■ **TEXT PROVIDED**:
┌──

The first symptoms of losing his hearing Ludwig van Beethoven experienced when 26––at 48 he went totally deaf. Historians suggested that Beethoven was suffering from Paget’s disease of bone, but the real cause seems like a detective story:
At first Beethoven tried everything to stop the progression of his disease. Balneotherapy helped just as newly promoted ear-trumpet systems out of wood, stone and metal. The consequences of progressing deafness shaped Beethoven’s personality and appearance, he retired from public appearance and gave in to alcohol and discontent. In 1818 he didn’t hear anything anymore but continued to compose. Beethoven died in 1827 when his true greatness was not considered. It took 36 years until the company of music lovers exhumed his remains. During the grave opening in October 1863, the physician and medical historian Franz Romeo Seligmann took three pieces of bone from the head as a souvenir. He put it in a tin labelled “Beethoven” and after Seligmann’s death the tin went to his son, who left the tin to his son and so forth. The tin went from one generation to the next. In 1972, a gentleman travelled from the south of France to Vienna to visit the Institute for the History of Medicine. In his bag was the tin. Two pathologists, Mr. Bankl and Mr. Jesserer, confirmed the authenticity of the bones.
In 1988 they conducted another exhumation. In his second reburial, Beethoven was moved to a grave at the Central Cemetery and it was recorded in writing that just the three bones lacked which Mr. Bankl and Mr. Jesserer now had in their possession. It was also detected that Beethoven’s deafness didn’t originate in the Paget’s disease but in a cochlear otosclerosis.

└──

■ **TASKS FOR THIS EXERCISE**:
**A.** In the text on Beethoven's deafness, who took three pieces of bone from Beethoven's head during the 1863 grave opening?
**B.** Quote the passage of the text on Beethoven's deafness that starts with "In 1988 they" and goes on through "a cochlear otosclerosis.".

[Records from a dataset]

┌──

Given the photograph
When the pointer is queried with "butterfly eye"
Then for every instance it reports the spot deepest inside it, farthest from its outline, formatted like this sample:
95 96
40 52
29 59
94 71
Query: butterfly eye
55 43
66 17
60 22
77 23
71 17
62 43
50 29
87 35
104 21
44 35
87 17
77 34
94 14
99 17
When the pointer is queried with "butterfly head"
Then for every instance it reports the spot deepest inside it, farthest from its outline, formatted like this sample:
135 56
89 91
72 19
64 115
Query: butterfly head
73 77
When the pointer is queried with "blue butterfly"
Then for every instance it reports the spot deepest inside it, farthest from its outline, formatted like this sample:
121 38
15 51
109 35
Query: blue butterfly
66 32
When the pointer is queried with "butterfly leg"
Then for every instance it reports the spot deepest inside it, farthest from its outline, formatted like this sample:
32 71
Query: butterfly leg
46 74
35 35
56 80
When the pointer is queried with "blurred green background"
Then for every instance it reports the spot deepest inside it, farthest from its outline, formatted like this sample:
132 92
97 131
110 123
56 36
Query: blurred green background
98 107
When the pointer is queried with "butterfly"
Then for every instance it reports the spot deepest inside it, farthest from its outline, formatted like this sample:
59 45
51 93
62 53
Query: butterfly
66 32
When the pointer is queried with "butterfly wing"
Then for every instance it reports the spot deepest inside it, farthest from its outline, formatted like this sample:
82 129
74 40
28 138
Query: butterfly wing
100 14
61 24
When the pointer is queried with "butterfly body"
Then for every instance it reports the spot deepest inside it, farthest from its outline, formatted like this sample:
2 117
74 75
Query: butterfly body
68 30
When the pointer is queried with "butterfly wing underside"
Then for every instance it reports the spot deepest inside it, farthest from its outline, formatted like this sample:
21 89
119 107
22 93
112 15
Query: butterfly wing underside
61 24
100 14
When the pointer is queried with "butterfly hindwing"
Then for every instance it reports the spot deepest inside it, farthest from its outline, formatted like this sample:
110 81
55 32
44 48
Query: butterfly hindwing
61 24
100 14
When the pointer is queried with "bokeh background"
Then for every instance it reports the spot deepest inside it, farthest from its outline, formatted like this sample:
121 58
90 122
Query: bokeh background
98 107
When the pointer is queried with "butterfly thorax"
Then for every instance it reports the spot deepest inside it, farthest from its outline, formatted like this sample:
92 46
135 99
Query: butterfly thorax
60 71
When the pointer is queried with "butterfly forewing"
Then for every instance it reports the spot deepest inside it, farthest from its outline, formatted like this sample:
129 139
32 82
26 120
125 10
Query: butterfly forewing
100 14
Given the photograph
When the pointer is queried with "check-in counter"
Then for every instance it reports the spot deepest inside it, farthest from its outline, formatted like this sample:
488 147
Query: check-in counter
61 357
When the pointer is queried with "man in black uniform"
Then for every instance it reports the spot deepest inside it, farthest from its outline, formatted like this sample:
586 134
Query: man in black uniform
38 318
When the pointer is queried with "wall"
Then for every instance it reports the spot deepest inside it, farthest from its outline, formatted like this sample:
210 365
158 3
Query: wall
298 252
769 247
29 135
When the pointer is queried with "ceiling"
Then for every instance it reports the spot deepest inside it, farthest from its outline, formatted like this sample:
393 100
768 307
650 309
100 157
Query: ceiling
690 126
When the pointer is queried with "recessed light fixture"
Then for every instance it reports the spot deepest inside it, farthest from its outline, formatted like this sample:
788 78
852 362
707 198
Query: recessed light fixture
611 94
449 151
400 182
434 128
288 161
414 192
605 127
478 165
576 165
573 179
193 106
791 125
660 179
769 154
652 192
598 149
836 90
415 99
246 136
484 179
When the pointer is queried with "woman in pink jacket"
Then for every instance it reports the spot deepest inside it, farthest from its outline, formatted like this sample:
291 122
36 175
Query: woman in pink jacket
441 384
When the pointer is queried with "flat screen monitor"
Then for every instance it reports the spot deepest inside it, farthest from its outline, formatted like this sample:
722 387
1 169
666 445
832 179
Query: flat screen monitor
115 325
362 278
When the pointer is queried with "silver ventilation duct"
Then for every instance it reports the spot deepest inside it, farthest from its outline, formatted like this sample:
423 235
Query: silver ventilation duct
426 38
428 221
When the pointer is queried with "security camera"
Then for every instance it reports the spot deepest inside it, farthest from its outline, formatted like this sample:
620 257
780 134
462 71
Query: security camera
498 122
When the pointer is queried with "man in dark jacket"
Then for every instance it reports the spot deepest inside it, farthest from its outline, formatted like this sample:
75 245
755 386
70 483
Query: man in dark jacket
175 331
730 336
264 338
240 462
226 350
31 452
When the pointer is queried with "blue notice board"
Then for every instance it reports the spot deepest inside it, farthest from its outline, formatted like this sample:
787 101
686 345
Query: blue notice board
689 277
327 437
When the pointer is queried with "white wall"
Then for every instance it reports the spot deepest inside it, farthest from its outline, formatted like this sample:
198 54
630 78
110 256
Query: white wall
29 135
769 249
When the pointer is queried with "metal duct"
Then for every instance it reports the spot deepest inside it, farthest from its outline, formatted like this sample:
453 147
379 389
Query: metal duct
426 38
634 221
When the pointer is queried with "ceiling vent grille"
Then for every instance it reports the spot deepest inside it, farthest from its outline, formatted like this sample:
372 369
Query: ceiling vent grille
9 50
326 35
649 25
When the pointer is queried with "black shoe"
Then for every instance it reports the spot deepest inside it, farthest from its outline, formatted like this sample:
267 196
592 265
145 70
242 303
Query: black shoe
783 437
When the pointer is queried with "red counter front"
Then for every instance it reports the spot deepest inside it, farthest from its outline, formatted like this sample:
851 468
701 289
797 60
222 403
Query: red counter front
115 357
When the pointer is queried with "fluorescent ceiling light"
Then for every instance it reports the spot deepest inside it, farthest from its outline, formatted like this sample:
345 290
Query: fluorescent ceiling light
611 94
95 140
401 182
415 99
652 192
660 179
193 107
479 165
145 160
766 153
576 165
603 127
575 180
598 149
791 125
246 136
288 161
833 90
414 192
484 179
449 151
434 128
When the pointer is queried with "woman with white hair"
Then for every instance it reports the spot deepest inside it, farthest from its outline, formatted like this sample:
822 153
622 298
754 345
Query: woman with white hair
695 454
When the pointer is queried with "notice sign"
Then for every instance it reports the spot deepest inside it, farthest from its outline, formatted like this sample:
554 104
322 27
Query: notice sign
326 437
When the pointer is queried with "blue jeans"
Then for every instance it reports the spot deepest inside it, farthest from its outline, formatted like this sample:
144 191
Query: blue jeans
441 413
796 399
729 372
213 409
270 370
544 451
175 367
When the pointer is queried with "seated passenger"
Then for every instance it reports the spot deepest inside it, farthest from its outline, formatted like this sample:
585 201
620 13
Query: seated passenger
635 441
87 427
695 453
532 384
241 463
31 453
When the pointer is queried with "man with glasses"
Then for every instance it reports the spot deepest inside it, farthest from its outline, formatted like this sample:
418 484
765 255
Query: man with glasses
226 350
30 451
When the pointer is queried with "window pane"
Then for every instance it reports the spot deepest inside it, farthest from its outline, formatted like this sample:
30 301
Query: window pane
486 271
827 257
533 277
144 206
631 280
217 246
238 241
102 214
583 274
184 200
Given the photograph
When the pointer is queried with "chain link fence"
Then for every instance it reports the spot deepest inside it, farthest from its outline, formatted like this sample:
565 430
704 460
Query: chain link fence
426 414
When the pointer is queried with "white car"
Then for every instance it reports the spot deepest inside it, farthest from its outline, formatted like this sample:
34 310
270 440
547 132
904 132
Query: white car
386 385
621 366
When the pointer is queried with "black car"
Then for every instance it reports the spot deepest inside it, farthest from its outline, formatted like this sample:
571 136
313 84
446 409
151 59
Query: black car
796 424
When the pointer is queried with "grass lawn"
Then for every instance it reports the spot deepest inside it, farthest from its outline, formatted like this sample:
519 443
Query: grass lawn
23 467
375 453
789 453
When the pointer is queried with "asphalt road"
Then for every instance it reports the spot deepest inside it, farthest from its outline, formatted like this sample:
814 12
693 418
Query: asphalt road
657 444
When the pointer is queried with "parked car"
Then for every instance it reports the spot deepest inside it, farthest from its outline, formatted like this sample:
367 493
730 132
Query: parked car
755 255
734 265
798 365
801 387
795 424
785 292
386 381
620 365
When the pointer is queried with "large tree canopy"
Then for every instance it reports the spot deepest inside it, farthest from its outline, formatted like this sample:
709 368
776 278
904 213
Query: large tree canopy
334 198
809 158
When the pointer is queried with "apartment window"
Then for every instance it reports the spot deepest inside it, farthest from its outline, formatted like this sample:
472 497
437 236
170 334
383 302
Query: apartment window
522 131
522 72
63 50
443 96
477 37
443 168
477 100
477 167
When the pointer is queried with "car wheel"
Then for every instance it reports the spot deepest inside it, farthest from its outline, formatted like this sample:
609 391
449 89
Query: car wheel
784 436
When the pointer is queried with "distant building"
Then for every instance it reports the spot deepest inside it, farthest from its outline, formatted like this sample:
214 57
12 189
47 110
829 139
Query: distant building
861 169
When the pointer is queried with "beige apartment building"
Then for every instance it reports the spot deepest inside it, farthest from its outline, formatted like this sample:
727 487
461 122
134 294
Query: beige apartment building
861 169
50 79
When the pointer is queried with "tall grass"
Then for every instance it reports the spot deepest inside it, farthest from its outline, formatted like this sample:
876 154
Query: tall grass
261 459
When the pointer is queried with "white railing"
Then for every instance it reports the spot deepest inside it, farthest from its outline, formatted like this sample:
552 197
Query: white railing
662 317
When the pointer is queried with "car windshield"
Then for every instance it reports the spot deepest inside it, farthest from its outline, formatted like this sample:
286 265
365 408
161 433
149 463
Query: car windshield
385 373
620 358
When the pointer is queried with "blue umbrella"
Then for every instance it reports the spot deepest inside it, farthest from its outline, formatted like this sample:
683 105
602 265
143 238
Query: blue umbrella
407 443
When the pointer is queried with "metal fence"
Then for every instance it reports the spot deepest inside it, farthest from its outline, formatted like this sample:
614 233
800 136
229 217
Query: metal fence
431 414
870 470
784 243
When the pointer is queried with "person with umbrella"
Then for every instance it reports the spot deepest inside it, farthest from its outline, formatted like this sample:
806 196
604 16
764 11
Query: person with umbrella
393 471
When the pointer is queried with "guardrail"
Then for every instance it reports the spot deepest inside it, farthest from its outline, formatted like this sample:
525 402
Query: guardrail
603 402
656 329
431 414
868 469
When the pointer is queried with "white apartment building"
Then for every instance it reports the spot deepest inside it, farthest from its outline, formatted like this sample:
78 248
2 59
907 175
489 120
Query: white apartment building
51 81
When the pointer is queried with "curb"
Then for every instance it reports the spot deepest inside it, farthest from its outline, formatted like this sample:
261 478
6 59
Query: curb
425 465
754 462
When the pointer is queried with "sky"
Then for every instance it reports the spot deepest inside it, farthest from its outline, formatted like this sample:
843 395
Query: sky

└──

■ **YOUR WRITTEN ANSWERS**:
**A.** Franz Romeo Seligmann, a physician and medical historian.

**B.**
In 1988 they conducted another exhumation. In his second reburial, Beethoven was moved to a grave at the Central Cemetery and it was recorded in writing that just the three bones lacked which Mr. Bankl and Mr. Jesserer now had in their possession. It was also detected that Beethoven’s deafness didn’t originate in the Paget’s disease but in a cochlear otosclerosis.